#### Tasks
(a) In the article below about Mr. Heywood's trial, which judge granted his request for a continuance?
(b) Please count the lines of the records below that contain the word "floor" and give only that number.

We are glad to announce a more favorable outlook for Mr. E. H. Heywood. His trial has been postponed till the March term of the United States District Court, and he will defend his own case. Fate has been kind in forcing him to this course, which we have all along urged upon him. Mr. J. F. Pickering, the senior counsel, who never inspired in us much confidence in his ability, tact, or earnestness, happily deserted his client, and Mr. George W. Searle, junior counsel, felt it his professional duty to retire with Mr. Pickering, who had brought him into the case. Mr. J. Storer Cobb, third in order, did not feel competent to conduct the case alone, and so withdrew, promising, however, to give Mr. Heywood all the assistance possible in an advisory capacity. This left the accused without counsel on the very eve of trial, which was to have occurred last month. When the case was called in court, Mr. Heywood very reasonably asked for a continuance until March, in order that he might have time to prepare himself for the discharge of the momentous duty thus suddenly devolving upon him. Judge Nelson granted his request, paying no heed to the government’s insinuation that the whole thing was a put-up job to secure delay, further than to require an affidavit from Mr. Heywood to the effect that he was in no way responsible for the turn affairs had taken. In support of his motion for a continuance, Mr. Heywood made a little speech, exactly adapted to the occasion, which, in our judgment, could scarcely have been improved. It was brief, calm, courteous, dignified, and at the same time manly, forcible, tremendously earnest. It went just far enough in denunciation of the character of the prosecution to have the effect of a firm protest rather than an abusive tirade. It impressed the court, the spectators, and doubtless the government itself, and fully vindicated the wisdom of the policy which Liberty was the first to urge. We congratulate Mr. Heywood upon his first victory, in the belief that, if he devotes the coming months to careful preparation, and shows the same ability and preserves the same demeanor during the trial itself, he will make conviction impossible. We shall not believe, until the facts establish it, that twelve men can be drawn by lot from the citizens of Massachusetts of whom not one will be found with justice enough in his composition to secure a man whose moral superiority is thus made patent in the possession of his Liberty.

#### Provided records

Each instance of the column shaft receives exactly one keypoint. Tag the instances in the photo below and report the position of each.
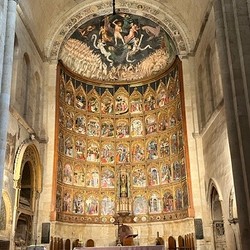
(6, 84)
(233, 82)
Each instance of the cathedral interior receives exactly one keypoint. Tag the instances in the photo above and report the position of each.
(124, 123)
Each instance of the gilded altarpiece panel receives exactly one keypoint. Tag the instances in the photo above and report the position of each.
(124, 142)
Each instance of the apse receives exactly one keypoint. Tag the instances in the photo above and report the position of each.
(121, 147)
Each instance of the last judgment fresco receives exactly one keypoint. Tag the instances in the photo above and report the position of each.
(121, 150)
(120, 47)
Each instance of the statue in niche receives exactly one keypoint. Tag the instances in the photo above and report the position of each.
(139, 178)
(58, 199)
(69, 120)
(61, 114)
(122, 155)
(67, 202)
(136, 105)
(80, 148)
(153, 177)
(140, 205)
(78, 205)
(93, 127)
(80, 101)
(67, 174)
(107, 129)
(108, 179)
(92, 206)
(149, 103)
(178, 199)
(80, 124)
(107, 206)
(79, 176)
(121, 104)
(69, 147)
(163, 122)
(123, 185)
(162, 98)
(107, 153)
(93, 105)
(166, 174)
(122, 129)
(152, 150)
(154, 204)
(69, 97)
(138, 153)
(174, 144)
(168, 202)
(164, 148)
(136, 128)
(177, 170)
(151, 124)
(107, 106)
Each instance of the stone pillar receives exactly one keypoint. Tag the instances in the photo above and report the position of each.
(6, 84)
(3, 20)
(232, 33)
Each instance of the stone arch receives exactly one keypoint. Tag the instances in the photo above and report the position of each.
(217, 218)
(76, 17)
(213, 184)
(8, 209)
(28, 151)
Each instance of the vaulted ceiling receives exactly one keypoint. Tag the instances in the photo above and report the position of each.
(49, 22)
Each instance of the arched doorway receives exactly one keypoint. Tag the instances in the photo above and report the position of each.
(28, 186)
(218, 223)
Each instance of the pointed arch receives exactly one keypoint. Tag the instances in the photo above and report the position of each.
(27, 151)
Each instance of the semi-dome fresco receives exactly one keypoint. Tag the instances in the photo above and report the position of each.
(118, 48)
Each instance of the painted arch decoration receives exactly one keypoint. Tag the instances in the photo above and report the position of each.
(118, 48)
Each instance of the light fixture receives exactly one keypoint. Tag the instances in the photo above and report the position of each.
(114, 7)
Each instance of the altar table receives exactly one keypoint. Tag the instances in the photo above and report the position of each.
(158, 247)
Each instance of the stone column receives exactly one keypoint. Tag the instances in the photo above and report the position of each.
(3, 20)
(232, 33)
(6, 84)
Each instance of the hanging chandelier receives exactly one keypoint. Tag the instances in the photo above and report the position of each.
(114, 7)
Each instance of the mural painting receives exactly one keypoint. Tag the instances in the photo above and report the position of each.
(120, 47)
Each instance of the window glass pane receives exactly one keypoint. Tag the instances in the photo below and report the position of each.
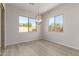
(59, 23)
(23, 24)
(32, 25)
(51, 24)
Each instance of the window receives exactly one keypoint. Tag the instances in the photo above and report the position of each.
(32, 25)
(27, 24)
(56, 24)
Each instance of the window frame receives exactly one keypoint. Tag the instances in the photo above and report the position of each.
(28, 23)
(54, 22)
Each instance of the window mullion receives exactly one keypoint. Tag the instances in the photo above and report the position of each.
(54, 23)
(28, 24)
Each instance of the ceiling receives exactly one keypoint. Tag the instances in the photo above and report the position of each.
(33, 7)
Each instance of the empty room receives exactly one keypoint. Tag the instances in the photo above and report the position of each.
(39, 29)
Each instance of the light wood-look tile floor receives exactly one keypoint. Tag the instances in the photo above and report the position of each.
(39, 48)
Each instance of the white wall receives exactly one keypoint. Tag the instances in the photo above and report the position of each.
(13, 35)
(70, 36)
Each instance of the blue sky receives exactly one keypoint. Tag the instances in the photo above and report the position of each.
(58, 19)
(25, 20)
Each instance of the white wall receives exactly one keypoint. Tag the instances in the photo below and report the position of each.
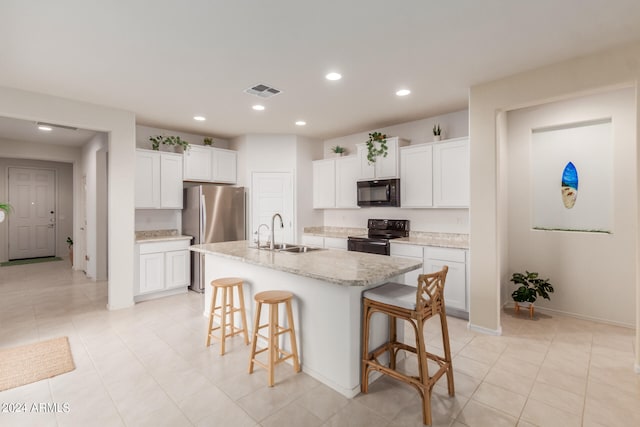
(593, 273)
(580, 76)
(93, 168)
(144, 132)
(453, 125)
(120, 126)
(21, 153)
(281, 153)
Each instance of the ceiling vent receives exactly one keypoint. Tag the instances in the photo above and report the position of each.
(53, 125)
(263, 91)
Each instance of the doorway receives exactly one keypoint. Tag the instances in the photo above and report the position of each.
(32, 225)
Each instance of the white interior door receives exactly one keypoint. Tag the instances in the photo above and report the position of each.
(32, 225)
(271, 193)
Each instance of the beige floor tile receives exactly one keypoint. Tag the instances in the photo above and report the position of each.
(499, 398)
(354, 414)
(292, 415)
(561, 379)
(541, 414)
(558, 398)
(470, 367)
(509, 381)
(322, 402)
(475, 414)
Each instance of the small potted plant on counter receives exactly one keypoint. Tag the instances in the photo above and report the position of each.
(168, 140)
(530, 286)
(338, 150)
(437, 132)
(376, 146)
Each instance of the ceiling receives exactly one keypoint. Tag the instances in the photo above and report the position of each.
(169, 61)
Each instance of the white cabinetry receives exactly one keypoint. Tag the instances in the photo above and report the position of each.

#### Task-by-task answers
(a) Judge Nelson granted it.

(b) 2